WORK TO COMPLETE — From first line to last, give the material again unchanged.

DATA FOR ANALYSIS —
-*-*-

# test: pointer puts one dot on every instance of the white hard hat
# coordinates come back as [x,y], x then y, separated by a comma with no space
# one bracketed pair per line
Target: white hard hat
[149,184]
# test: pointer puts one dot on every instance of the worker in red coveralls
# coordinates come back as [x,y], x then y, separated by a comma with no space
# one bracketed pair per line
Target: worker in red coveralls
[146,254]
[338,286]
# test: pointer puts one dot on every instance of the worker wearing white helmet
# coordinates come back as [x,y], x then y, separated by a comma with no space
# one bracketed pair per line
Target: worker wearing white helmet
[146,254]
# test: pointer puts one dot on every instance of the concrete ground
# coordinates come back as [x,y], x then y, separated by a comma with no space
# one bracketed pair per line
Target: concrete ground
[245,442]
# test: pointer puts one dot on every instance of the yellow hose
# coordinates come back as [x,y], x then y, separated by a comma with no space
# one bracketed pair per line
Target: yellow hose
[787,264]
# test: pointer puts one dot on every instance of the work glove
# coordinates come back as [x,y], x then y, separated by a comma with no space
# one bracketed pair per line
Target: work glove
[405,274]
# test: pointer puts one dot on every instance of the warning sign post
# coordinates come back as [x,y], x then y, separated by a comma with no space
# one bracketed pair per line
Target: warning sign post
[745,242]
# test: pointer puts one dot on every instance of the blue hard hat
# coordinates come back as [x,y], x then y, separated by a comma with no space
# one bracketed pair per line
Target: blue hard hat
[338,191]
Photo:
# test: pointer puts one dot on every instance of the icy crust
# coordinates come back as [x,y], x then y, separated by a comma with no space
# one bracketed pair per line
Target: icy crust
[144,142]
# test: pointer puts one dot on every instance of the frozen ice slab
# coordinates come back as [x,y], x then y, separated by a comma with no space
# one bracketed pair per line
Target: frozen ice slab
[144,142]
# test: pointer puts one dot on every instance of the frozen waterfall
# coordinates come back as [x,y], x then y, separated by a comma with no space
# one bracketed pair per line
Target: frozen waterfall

-*-*-

YOUR SOLUTION —
# test: pointer puts one dot on every instance of the white hard hat
# coordinates come back as [x,y], x then y, separated by a comma with no space
# one bracketed pair per line
Target: white hard hat
[149,184]
# test: pointer puts one dot on every instance of the worker in red coveralls
# coordinates come back as [x,y], x then y, separated by a comma with no space
# one bracketed pair per line
Target: worker in red coveralls
[146,254]
[338,286]
# test: pointer puts one dot on every instance of the worker wearing white helmet
# coordinates come back as [x,y], x then y, separated by a comma with no space
# one bracketed pair per line
Target: worker wearing white helmet
[146,254]
# test: pointer puts one dot on every instance of the concrete ground
# coordinates come back as [x,y], x then y, separated by a comma with no space
# one bracketed pair per line
Target: concrete ground
[245,442]
# test: pointer puts one dot on every instance of the yellow hose
# coordinates come back as [x,y], x then y, separated by a comma with no space
# one bracketed pair per line
Target: yellow hose
[787,264]
# test: pointer puts one dot on every instance of the work glove
# coordinates come back as [x,y], x then y, separated by a comma with no space
# one bracketed pair per line
Target: work glove
[405,274]
# test: pointer puts one dot on every instance of the warning sign post
# coordinates come back as [x,y], x then y, separated by a comma with no space
# one bracketed pair per line
Target: warning sign post
[745,242]
# test: pointer puts one dot on every instance of the blue hard hat
# coordinates come back as [x,y], x then y, separated by a comma with no space
# one bracketed pair per line
Target: blue hard hat
[338,191]
Photo:
# test: pointer puts one dot on every instance of the icy crust
# coordinates come back as [x,y], x then y, separated by a comma with no space
# one bracketed pair per line
Target: icy crust
[144,142]
# test: pointer puts one dot on every instance of the frozen ice slab
# coordinates come back as [x,y], x then y, separated by a comma with no space
# one bracketed pair per line
Target: frozen ice slab
[144,142]
# test: pointer puts one dot on every instance of the frozen waterfall
# coordinates come back as [x,y], x then y, separated by a comma with no space
# one bracketed pair per line
Target: frozen waterfall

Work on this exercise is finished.